Count the lines in the listing below that contain the string "window", matching case exactly, and reply with only that number.

■ Supplied entries
----

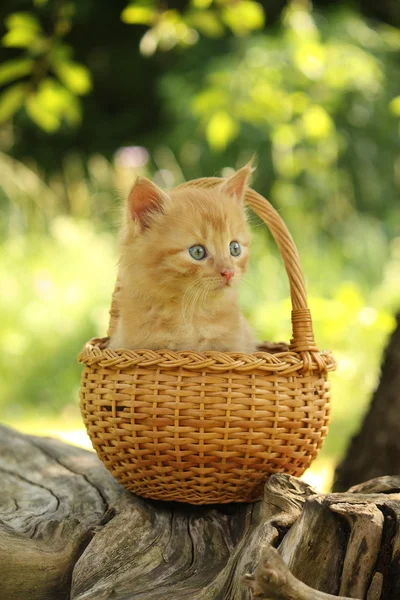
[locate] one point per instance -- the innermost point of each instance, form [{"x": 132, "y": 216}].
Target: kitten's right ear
[{"x": 145, "y": 199}]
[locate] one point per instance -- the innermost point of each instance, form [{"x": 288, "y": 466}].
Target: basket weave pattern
[{"x": 209, "y": 427}]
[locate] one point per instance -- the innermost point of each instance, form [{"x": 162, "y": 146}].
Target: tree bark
[
  {"x": 375, "y": 450},
  {"x": 68, "y": 530}
]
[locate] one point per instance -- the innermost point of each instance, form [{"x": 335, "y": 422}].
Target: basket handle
[{"x": 302, "y": 340}]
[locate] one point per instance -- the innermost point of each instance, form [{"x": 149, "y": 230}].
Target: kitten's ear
[
  {"x": 235, "y": 185},
  {"x": 145, "y": 199}
]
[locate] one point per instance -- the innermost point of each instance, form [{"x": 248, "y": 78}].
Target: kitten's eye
[
  {"x": 235, "y": 248},
  {"x": 197, "y": 252}
]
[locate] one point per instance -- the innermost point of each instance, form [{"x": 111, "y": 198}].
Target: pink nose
[{"x": 227, "y": 274}]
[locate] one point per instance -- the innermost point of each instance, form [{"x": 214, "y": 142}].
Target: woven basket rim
[{"x": 286, "y": 362}]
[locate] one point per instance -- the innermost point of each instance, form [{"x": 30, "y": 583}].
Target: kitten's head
[{"x": 192, "y": 241}]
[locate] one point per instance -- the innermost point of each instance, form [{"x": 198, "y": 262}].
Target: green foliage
[
  {"x": 169, "y": 28},
  {"x": 316, "y": 99},
  {"x": 52, "y": 81}
]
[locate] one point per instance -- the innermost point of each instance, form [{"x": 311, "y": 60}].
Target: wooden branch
[
  {"x": 272, "y": 580},
  {"x": 68, "y": 530}
]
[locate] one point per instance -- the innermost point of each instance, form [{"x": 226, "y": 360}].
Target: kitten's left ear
[{"x": 235, "y": 185}]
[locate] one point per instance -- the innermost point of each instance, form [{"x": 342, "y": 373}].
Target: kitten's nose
[{"x": 227, "y": 274}]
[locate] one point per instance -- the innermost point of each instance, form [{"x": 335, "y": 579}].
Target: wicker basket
[{"x": 210, "y": 427}]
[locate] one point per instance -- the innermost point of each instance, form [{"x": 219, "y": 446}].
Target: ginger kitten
[{"x": 182, "y": 256}]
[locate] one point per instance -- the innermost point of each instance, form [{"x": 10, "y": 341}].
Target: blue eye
[
  {"x": 235, "y": 248},
  {"x": 197, "y": 252}
]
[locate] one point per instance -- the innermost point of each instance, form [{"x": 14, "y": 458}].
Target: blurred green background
[{"x": 94, "y": 93}]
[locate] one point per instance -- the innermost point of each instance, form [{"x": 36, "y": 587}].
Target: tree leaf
[
  {"x": 221, "y": 130},
  {"x": 143, "y": 15},
  {"x": 20, "y": 38},
  {"x": 45, "y": 119},
  {"x": 22, "y": 20},
  {"x": 207, "y": 22},
  {"x": 243, "y": 16},
  {"x": 395, "y": 106},
  {"x": 74, "y": 76},
  {"x": 11, "y": 100},
  {"x": 14, "y": 69}
]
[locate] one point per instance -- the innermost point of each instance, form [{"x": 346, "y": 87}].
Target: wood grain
[{"x": 68, "y": 530}]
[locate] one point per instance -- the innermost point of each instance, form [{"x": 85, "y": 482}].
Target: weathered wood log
[
  {"x": 68, "y": 530},
  {"x": 375, "y": 450}
]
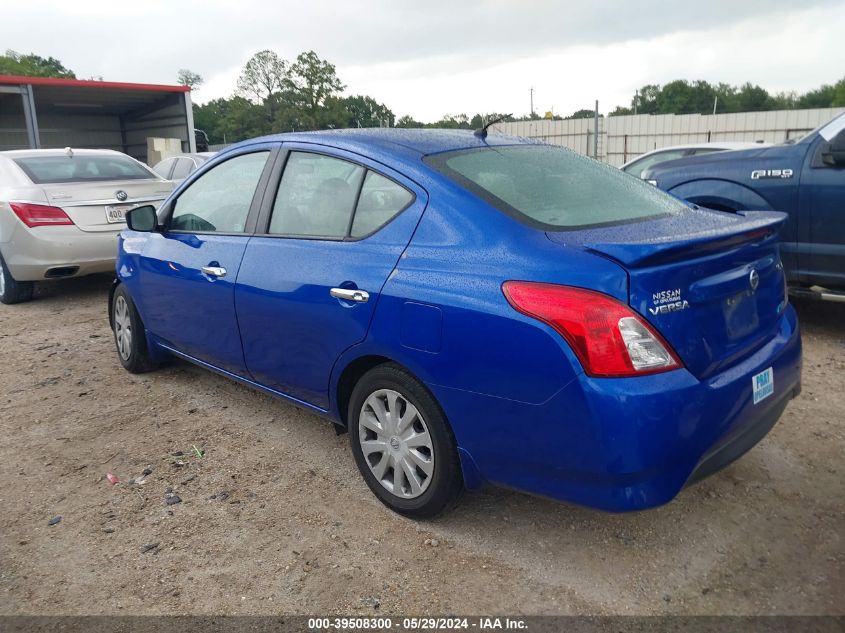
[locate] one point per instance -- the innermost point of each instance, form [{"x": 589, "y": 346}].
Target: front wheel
[
  {"x": 11, "y": 290},
  {"x": 403, "y": 444},
  {"x": 129, "y": 337}
]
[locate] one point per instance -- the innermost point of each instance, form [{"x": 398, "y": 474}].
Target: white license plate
[
  {"x": 117, "y": 213},
  {"x": 763, "y": 385}
]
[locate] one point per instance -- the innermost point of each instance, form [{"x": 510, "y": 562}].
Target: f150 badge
[
  {"x": 667, "y": 301},
  {"x": 760, "y": 174}
]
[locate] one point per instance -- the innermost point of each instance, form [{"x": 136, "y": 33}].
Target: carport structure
[{"x": 38, "y": 112}]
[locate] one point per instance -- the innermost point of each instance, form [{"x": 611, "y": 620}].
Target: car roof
[
  {"x": 397, "y": 141},
  {"x": 31, "y": 153},
  {"x": 203, "y": 156}
]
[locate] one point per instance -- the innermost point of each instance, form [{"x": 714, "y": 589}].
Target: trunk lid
[
  {"x": 711, "y": 283},
  {"x": 91, "y": 204}
]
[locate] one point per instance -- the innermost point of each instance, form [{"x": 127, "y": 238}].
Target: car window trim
[
  {"x": 257, "y": 196},
  {"x": 265, "y": 215}
]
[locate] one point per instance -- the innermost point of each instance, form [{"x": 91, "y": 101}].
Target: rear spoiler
[{"x": 758, "y": 226}]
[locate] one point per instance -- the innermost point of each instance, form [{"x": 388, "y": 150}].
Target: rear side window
[
  {"x": 322, "y": 196},
  {"x": 553, "y": 188},
  {"x": 219, "y": 200},
  {"x": 81, "y": 168},
  {"x": 316, "y": 197},
  {"x": 380, "y": 200}
]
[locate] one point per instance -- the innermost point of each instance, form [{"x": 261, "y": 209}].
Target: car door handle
[
  {"x": 349, "y": 294},
  {"x": 214, "y": 271}
]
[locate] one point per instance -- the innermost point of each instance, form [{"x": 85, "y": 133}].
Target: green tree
[
  {"x": 188, "y": 78},
  {"x": 309, "y": 82},
  {"x": 263, "y": 75},
  {"x": 407, "y": 121},
  {"x": 359, "y": 111},
  {"x": 33, "y": 65}
]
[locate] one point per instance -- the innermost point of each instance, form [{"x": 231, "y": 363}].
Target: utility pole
[{"x": 596, "y": 132}]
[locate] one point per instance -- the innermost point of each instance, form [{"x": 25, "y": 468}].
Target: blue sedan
[{"x": 470, "y": 309}]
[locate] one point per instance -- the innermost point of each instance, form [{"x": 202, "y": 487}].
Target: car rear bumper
[
  {"x": 626, "y": 444},
  {"x": 46, "y": 252}
]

----

■ Answer to this problem
2